**Apply what you read:**
1 > In the news article on the Covered California sign-up launch, how many phone calls did the agency's two service centers receive?
2 > Write the next part of the Covered California news article, starting after its last sentence.

**Extract:**

Segment Open

SACRAMENTO, Calif. (AP) — Rachel Mansfield has had Oct. 1 fixed in her mind for months.
It was the day the La Quinta resident and her husband could start signing up for subsidized coverage under the federal health care overhaul. It also meant that, once the coverage takes effect on Jan. 1, insurance companies could no longer reject them because of pre-existing conditions.
So she was not about to let computer delays dissuade her from signing up for health insurance through the state’s exchange, known as Covered California. Mansfield’s parents currently pay her $530-a-month premium through the state’s high-risk coverage pool. Her husband, an assistant golf pro, has been rejected because of his diagnosis of post-traumatic stress disorder.
She has been waiting for the chance to buy health care “that we can take responsibility for.”
“It’s everything,” said Mansfield, a self-employed esthetician in the Coachella Valley city southeast of Palm Springs. “We’re 33 and 35 years old. We should be able to afford health care.”
The state’s online registration site was flooded with more than 1 million hits during the first 90 minutes after its 8 a.m. debut Tuesday and had logged 5 million hits by 3 p.m. Covered California’s two service centers, in Concord and Rancho Cordova, received 17,000 phone calls, said Roy Kennedy, an agency spokesman.

Segment Closed

**Recorded information:**
Segment Open

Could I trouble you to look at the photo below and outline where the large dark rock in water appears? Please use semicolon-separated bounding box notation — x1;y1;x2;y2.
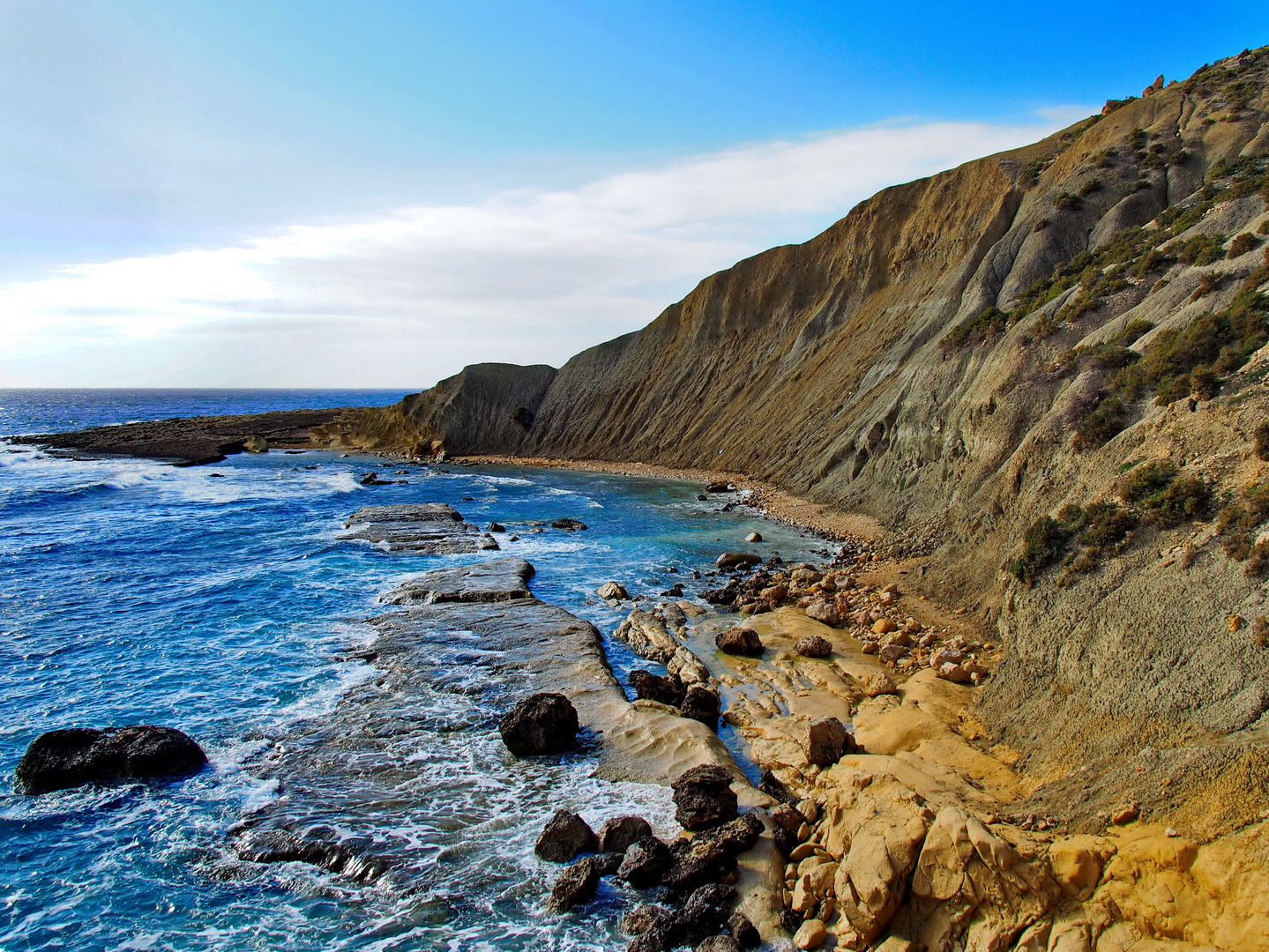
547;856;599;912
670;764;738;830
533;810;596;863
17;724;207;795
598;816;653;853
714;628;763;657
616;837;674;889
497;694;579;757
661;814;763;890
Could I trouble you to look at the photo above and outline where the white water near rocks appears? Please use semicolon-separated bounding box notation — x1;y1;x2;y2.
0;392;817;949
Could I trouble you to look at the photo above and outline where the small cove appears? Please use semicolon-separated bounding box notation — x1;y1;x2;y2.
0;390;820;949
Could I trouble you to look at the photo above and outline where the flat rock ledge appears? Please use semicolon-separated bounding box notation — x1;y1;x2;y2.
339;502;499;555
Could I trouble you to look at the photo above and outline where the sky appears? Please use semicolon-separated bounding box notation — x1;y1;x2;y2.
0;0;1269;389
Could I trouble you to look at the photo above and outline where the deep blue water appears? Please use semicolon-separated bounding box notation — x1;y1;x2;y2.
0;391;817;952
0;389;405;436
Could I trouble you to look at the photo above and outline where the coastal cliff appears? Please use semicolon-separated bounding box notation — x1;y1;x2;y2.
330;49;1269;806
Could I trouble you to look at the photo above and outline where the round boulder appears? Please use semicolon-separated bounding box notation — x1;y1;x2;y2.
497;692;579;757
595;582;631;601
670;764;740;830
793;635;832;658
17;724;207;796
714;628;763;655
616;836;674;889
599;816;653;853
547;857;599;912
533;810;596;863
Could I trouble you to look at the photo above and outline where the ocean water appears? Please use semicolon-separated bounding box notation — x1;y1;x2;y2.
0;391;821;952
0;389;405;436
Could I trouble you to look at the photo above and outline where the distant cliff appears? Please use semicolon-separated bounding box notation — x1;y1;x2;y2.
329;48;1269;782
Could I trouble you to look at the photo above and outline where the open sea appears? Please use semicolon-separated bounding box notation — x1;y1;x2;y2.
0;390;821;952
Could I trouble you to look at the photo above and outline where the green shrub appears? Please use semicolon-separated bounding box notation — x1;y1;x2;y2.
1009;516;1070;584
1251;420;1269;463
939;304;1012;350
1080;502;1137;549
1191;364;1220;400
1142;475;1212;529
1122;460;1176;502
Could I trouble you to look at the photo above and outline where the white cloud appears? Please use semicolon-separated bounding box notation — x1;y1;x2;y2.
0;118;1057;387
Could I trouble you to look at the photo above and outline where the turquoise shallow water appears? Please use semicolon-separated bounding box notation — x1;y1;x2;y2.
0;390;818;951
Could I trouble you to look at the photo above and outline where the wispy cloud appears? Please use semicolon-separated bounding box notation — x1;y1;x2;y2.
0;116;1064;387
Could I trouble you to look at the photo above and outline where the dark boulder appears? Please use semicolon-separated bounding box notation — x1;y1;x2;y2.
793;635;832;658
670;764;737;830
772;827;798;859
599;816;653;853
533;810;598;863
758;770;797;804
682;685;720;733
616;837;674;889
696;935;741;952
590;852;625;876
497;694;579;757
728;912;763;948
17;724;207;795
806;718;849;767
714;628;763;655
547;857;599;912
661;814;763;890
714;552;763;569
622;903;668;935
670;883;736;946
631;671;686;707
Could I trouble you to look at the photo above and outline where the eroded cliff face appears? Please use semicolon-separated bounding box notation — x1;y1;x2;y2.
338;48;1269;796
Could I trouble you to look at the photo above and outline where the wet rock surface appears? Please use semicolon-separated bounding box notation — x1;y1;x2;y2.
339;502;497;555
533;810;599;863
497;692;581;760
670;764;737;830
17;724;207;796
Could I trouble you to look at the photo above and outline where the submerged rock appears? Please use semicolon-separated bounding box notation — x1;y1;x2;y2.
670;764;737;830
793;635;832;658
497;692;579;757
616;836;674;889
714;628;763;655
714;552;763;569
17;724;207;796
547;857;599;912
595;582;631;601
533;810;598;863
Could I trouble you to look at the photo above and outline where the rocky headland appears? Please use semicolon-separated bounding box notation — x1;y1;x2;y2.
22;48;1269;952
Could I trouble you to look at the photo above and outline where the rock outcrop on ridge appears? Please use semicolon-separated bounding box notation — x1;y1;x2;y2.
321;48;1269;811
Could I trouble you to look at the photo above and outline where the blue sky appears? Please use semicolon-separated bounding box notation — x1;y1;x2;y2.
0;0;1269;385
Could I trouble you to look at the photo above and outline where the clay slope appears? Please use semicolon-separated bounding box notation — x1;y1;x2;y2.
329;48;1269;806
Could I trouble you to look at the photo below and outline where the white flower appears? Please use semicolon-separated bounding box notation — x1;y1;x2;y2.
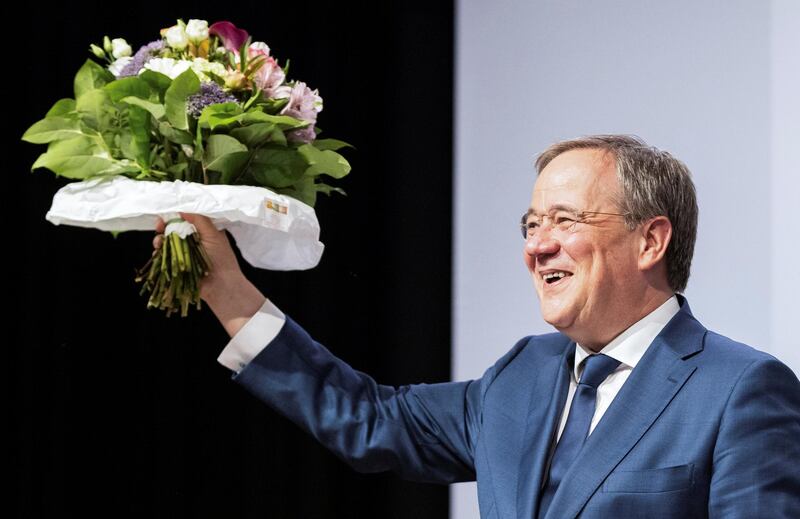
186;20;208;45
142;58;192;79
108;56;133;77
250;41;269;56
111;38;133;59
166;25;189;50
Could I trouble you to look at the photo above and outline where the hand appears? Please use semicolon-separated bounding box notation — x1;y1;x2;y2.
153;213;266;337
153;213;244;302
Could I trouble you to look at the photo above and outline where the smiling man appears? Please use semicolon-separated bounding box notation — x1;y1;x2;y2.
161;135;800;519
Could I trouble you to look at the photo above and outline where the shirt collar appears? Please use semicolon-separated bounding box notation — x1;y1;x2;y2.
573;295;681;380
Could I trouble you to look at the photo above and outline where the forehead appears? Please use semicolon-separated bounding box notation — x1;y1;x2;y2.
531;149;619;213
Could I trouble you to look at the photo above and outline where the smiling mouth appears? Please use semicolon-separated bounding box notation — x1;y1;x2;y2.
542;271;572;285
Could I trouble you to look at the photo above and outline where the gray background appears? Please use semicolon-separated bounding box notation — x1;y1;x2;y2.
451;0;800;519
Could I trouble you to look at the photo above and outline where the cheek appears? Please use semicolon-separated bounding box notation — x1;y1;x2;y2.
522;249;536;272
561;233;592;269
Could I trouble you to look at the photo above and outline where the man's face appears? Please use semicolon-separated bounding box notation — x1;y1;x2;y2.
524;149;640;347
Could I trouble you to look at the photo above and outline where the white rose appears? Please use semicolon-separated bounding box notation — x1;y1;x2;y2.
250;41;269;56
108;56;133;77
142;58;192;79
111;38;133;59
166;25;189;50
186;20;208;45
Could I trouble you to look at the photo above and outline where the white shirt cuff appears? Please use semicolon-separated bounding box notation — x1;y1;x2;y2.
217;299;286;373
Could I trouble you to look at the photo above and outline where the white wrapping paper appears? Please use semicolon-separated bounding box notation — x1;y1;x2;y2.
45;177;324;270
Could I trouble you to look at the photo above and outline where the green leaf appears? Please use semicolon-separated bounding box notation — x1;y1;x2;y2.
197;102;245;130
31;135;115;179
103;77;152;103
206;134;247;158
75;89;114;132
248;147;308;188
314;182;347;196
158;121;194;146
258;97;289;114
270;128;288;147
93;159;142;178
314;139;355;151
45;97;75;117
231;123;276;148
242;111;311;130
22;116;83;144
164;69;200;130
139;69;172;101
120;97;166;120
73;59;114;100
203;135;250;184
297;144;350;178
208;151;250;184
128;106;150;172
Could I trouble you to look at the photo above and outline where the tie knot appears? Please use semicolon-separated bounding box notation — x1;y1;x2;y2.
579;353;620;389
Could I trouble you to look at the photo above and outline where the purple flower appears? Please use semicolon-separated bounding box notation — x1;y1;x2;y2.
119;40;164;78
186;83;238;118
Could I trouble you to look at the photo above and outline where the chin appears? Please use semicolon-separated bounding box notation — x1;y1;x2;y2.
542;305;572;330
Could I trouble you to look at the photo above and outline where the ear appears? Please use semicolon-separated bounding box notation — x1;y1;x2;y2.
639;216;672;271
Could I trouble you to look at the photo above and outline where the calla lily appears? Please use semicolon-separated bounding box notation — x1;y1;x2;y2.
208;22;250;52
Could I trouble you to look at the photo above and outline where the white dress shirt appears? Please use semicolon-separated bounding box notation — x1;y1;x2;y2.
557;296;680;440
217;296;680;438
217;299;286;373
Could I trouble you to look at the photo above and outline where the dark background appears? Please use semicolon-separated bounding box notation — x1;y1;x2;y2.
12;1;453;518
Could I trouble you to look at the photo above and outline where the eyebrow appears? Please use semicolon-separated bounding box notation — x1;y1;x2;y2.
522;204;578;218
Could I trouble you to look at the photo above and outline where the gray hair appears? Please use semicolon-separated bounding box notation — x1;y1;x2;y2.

Segment Closed

**Your written answers:**
1 > 17,000

2 >
The volume was so great that it overloaded the web page, which was taken out of service from Tuesday night until early Wednesday morning for upgrades.
While Mansfield could not apply through the website, the online calculator she used estimated monthly premiums for her and her husband totaling about $400 a month. And that was for better coverage than she currently has.
After trying the site several times during the day Tuesday, she eventually downloaded a form and was applying “old-school,” by mailing it in.
Tuesday was the first time Mansfield and others who previously could not afford private health insurance or had been denied coverage because of a pre-existing condition could begin buying insurance on state and federal exchanges set up as part of the Affordable Care Act.
That includes some 5.3 million uninsured Californians who are eligible to obtain coverage through the exchange. Many of those wanted to buy insurance but were rejected or could not afford the sky-high premiums, said Peter Lee, executive director of Covered California.
“All of those things change today, and we’re going to be opening the doors so that on Jan. 1 all Californians and across the nation have new rules,” Lee said during a news conference and ceremonial launch of the website. “Those new rules mean that we’ve got insurance companies that must give everyone access, guaranteed.”
California was among many states that experienced technical delays which were largely anticipated because of the scope of the program. It’s the largest expansion of the nation’s health care system since Medicare in 1965.
“Like anything when you first start, you’ve got to adjust a little bit,” said Pat Macht, a spokeswoman for Covered California. “The system’s not been down, but it might have had some slower response time. But people are signing up.”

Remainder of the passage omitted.